* Begin *
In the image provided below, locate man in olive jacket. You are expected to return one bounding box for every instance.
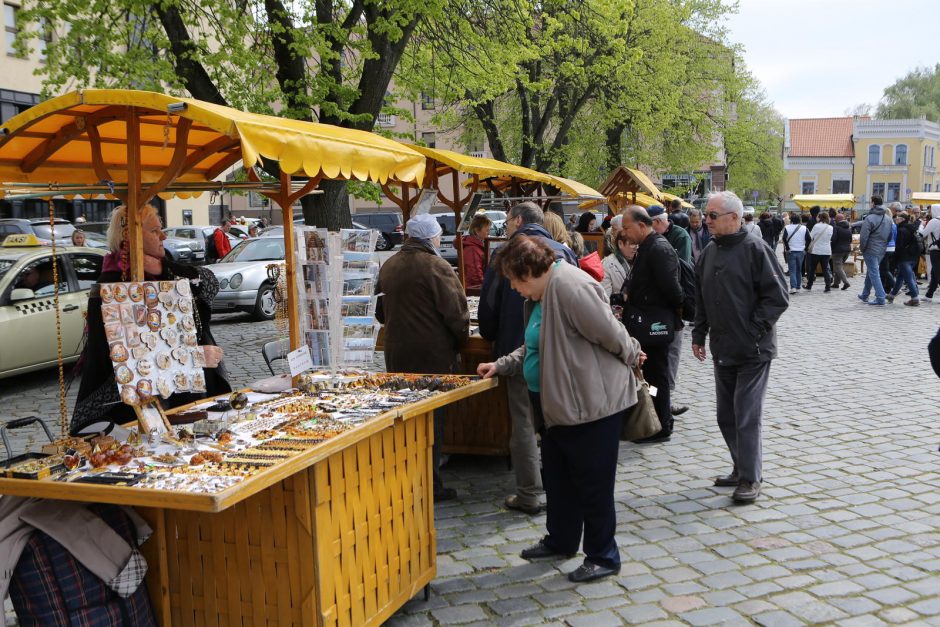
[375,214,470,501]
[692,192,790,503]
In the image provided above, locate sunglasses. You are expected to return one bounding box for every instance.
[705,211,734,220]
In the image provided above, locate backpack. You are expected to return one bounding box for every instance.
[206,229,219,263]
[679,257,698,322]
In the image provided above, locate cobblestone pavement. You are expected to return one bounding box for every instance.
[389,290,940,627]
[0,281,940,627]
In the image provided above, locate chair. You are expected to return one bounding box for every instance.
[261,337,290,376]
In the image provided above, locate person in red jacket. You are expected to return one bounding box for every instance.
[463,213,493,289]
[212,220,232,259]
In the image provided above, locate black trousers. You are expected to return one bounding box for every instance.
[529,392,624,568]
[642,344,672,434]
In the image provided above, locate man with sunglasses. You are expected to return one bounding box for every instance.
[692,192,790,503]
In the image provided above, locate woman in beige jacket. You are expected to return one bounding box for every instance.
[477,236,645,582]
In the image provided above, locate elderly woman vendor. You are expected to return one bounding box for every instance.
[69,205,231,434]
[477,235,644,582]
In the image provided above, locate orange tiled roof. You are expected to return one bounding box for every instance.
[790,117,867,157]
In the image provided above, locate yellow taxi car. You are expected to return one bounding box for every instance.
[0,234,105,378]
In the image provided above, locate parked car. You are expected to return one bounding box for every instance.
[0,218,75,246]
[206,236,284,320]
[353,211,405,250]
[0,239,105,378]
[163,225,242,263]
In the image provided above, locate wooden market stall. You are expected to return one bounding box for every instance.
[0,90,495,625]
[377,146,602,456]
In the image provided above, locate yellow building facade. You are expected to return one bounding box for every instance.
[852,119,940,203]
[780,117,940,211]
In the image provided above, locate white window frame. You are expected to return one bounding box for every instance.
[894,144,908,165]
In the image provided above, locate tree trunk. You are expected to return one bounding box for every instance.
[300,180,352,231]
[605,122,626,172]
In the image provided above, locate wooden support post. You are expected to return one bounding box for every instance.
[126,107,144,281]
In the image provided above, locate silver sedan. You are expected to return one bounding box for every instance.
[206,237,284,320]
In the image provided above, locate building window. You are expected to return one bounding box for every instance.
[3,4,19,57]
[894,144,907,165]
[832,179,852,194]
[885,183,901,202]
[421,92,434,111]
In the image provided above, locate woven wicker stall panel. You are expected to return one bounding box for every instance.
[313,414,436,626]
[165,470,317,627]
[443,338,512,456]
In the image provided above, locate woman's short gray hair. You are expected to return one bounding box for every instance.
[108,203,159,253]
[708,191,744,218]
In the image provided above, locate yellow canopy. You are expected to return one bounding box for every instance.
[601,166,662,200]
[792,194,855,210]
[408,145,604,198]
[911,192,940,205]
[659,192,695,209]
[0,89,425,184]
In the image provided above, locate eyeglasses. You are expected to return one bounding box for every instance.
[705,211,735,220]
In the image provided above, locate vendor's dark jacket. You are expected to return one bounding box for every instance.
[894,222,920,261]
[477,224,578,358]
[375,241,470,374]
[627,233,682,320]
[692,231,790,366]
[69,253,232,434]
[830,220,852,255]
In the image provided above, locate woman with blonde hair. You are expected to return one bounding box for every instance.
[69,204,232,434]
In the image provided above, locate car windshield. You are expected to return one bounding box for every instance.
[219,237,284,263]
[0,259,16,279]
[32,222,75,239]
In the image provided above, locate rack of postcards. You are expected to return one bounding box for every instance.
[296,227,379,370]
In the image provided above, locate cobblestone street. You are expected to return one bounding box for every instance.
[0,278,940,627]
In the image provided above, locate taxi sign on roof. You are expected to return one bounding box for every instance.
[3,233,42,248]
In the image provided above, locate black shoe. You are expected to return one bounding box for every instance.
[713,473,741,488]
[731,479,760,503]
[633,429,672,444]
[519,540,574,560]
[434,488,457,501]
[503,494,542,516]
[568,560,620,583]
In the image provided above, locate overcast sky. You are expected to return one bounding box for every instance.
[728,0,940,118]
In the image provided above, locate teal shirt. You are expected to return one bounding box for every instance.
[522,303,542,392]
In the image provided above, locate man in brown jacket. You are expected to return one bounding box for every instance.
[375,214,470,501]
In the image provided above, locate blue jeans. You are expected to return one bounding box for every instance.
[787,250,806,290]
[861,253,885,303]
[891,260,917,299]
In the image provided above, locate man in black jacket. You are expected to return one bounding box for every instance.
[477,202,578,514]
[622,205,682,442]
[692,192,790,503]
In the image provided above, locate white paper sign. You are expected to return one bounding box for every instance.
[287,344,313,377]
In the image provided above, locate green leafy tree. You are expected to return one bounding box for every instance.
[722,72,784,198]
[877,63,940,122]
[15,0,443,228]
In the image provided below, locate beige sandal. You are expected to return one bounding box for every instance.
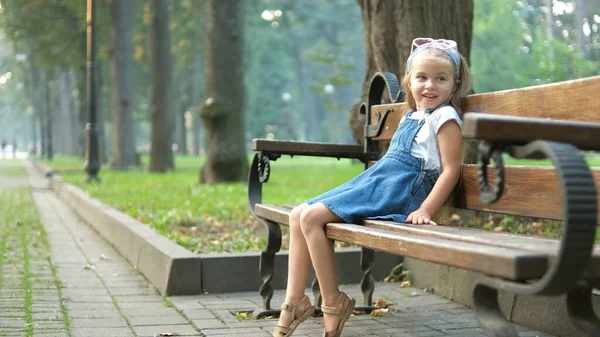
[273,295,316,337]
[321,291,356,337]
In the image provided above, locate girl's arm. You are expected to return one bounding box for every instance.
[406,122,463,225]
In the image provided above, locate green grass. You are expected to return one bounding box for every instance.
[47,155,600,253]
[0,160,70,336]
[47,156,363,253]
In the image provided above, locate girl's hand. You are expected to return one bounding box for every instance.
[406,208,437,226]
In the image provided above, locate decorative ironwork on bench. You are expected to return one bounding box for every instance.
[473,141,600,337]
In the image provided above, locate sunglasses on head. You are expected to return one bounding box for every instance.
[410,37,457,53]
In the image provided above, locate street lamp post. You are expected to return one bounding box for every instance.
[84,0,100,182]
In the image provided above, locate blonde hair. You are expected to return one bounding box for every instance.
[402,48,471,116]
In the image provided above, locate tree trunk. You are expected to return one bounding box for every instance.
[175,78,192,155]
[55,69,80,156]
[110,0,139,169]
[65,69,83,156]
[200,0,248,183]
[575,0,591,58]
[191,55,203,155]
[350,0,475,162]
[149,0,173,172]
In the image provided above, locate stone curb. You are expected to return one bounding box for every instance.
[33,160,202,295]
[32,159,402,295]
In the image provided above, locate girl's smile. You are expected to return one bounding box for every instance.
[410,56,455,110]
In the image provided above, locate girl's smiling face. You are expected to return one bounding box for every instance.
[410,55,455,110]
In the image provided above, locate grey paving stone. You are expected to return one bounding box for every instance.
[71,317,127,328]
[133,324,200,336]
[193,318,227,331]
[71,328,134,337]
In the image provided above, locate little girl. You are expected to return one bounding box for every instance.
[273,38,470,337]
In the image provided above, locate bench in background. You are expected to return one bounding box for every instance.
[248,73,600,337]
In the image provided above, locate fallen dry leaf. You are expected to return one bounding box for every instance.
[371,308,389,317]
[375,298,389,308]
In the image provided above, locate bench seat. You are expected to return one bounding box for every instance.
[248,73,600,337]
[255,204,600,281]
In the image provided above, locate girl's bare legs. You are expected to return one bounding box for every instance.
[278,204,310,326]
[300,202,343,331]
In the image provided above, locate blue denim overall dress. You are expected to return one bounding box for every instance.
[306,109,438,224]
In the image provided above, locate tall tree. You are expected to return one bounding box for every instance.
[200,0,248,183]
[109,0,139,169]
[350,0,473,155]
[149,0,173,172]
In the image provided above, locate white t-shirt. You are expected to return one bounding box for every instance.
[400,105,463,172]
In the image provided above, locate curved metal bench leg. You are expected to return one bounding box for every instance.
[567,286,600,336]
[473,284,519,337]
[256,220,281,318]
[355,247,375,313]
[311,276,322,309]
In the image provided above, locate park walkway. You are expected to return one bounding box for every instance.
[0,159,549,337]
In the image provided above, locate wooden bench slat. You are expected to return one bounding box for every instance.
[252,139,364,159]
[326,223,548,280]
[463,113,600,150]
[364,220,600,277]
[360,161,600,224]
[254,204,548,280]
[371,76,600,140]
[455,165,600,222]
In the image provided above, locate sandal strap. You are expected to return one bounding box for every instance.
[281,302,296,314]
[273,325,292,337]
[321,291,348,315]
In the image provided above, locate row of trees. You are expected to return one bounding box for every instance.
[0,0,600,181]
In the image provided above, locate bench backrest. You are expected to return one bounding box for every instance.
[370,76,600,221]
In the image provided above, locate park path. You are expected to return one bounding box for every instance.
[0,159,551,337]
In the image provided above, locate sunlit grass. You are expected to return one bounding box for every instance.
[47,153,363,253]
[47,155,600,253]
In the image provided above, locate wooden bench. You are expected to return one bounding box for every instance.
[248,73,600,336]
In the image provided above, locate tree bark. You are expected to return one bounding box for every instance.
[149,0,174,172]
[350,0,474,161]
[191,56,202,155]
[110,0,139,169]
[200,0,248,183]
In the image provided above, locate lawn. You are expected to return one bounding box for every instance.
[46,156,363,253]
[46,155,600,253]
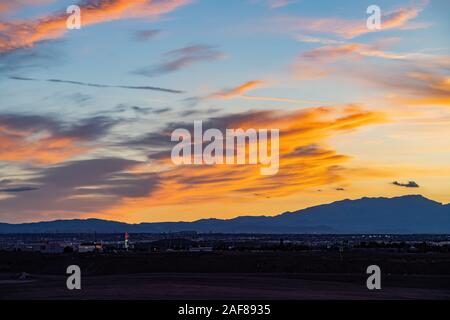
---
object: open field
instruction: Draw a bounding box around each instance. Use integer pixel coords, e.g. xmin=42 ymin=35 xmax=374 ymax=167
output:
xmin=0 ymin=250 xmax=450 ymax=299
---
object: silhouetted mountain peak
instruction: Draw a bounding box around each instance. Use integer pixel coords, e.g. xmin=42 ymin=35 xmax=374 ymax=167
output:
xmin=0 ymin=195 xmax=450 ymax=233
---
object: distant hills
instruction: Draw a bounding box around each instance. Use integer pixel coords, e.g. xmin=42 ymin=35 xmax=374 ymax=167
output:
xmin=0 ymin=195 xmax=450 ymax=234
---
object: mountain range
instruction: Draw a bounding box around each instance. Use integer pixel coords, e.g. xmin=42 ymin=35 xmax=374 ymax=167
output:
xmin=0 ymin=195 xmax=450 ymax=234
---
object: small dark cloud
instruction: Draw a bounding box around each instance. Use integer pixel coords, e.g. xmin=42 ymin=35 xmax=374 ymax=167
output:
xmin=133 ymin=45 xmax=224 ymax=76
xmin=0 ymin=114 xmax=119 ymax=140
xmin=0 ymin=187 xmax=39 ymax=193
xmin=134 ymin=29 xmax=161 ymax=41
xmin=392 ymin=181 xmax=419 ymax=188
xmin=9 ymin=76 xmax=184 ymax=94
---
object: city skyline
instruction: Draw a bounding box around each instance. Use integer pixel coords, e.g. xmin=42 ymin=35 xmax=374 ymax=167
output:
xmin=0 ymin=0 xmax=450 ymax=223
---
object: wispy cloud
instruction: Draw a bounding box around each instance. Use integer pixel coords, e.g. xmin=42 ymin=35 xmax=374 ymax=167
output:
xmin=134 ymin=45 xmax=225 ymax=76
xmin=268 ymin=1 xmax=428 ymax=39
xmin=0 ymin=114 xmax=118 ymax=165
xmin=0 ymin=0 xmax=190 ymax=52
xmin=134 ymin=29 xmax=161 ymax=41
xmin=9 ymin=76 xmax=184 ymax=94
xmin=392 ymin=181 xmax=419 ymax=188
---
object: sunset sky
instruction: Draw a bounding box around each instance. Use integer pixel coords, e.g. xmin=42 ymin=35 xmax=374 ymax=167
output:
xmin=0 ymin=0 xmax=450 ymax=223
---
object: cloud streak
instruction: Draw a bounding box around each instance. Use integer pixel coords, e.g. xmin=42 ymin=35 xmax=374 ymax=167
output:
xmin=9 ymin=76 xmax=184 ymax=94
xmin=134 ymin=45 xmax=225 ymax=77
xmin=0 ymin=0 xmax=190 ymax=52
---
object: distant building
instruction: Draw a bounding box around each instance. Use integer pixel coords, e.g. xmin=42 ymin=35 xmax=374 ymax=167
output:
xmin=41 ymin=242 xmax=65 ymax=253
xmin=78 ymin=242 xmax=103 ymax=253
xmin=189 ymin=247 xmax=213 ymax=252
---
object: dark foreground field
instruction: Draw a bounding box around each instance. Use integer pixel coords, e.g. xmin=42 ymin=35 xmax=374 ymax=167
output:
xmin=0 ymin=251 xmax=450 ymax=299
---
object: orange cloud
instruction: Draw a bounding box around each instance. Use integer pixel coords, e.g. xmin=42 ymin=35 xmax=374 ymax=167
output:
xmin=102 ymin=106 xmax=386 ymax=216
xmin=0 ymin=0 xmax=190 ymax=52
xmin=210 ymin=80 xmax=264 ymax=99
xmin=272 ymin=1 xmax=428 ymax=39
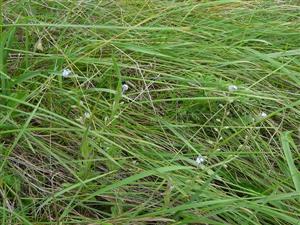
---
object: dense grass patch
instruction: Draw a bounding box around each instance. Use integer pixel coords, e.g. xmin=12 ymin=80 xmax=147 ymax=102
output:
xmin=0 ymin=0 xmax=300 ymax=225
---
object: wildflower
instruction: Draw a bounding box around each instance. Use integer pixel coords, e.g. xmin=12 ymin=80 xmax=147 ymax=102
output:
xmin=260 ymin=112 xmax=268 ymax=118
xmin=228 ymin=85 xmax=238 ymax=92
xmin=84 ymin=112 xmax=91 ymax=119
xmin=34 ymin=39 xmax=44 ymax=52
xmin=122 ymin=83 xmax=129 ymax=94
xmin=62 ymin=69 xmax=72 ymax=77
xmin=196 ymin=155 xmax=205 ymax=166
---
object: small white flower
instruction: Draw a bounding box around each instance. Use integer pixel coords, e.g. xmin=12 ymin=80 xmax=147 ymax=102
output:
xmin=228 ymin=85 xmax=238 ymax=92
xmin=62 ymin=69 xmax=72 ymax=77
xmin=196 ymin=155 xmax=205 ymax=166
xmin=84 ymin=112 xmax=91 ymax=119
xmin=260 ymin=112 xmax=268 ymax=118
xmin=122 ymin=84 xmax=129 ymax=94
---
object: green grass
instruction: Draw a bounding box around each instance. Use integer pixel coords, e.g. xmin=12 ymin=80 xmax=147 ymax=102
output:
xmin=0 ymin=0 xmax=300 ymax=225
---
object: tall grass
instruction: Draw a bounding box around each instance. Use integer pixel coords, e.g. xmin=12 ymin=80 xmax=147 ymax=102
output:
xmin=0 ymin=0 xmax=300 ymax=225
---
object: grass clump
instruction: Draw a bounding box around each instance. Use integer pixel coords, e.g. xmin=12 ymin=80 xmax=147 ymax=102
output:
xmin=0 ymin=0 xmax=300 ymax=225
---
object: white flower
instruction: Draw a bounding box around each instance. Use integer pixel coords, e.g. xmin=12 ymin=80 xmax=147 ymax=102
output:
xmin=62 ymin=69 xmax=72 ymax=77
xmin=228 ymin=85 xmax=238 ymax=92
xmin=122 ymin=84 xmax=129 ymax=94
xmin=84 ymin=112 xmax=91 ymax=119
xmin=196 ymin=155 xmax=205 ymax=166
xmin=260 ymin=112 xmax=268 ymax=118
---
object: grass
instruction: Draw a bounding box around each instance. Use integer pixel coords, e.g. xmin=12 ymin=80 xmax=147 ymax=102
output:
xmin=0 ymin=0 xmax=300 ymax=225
* End *
Rewrite the lines from the one containing "In the image provided above, locate stone" through the one containing "[410,56,455,110]", changing "locate" to "find" and keeping everything else the same.

In the image provided above, find stone curb. You are expected to return one bounding box for every instance.
[33,160,202,295]
[32,159,402,295]
In the image provided above, find girl's smile. You are expected to return one bounding box for every instance.
[410,56,455,110]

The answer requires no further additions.